Paylaş
2020’nin son gününde Cumhurbaşkanı Erdoğan yayımladığı yeni yıl mesajında bir kere daha reformların altını çizdi. Erdoğan, “Reformları milletimizin takdirine sunacağız. 2021’de de koşuşturmaya devam edeceğiz. Özgürlükler çıtasını yükselteceğiz” dedi. Bu çok önemli mesajın takibi ve talebi de bizlere düşüyor. Bir önceki yazımda altını çizdiğim gibi ‘ama’sız, ‘fakat’sız, istisnasız herkes için daha çok demokrasi, daha çok özgürlük, talep etmeliyiz. Batı ya da bir ülke istiyor diye değil; çağın gereğine uygun olarak, kendimiz, çocuklarımız, ülkemiz, geleceğimiz için istemeli ve takipçisi olmalıyız. Özgürlüklerimizi birbirimizin alanlarına saldırmadan, saygı göstererek kullanmalıyız. Hepimizin aynı gemide olduğunu unutmadan, nefret dilini, hakaretleri, kutuplaşmayı artık arkada bırakmalıyız.

- Kayıtlı Satırlar:
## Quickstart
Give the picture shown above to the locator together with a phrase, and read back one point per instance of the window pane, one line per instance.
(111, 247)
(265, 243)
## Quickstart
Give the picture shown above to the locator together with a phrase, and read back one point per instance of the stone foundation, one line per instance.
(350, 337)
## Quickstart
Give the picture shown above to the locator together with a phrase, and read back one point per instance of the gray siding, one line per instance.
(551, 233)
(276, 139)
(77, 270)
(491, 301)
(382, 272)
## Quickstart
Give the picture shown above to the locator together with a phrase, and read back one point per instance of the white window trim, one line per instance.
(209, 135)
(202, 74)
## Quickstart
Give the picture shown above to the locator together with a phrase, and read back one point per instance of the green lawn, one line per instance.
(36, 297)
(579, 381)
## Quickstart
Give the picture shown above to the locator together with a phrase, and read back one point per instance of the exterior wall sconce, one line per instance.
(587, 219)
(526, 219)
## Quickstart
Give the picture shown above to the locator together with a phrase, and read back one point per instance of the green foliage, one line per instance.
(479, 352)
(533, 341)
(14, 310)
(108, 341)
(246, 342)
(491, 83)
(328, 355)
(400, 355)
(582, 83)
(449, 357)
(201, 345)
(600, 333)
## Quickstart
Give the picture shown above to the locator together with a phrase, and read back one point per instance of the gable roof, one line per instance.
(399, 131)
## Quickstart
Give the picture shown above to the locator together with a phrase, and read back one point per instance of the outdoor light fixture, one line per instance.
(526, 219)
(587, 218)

- Yapılacak İşler:
**1)** Aşağıdaki ifadelerin metinle uyuşup uyuşmadığını belirtiniz; her biri için evet veya hayır deyip karara esas olan sözleri metinden aynen aktarınız. (a) Yeni yıl mesajı 2020'nin son gününde yayımlanmıştır. (b) Daha çok demokrasi, Batı istediği için talep edilmelidir. (c) Mesajda özgürlükler çıtasının yükseltileceği söylenmiştir.
**2)** Satırlar arasından "window" dizisini içeren her satırı seçip aynen yazınız; büyük-küçük harf ayrımı dikkate alınmalıdır.
Metin ile satırlar arasında herhangi bir bağ bulunmamaktadır.

- Tamamlanan Alıştırma:
**1)**
(a) Evet: "2020’nin son gününde Cumhurbaşkanı Erdoğan yayımladığı yeni yıl mesajında"
(b) Hayır: "Batı ya da bir ülke istiyor diye değil"
(c) Evet: "Özgürlükler çıtasını yükselteceğiz"

**2)**
Give the picture shown above to the locator together with a phrase, and read back one point per instance of the window pane, one line per instance.
Give the picture shown above to the locator together with a phrase, and read back one point per instance of the white window trim, one line per instance.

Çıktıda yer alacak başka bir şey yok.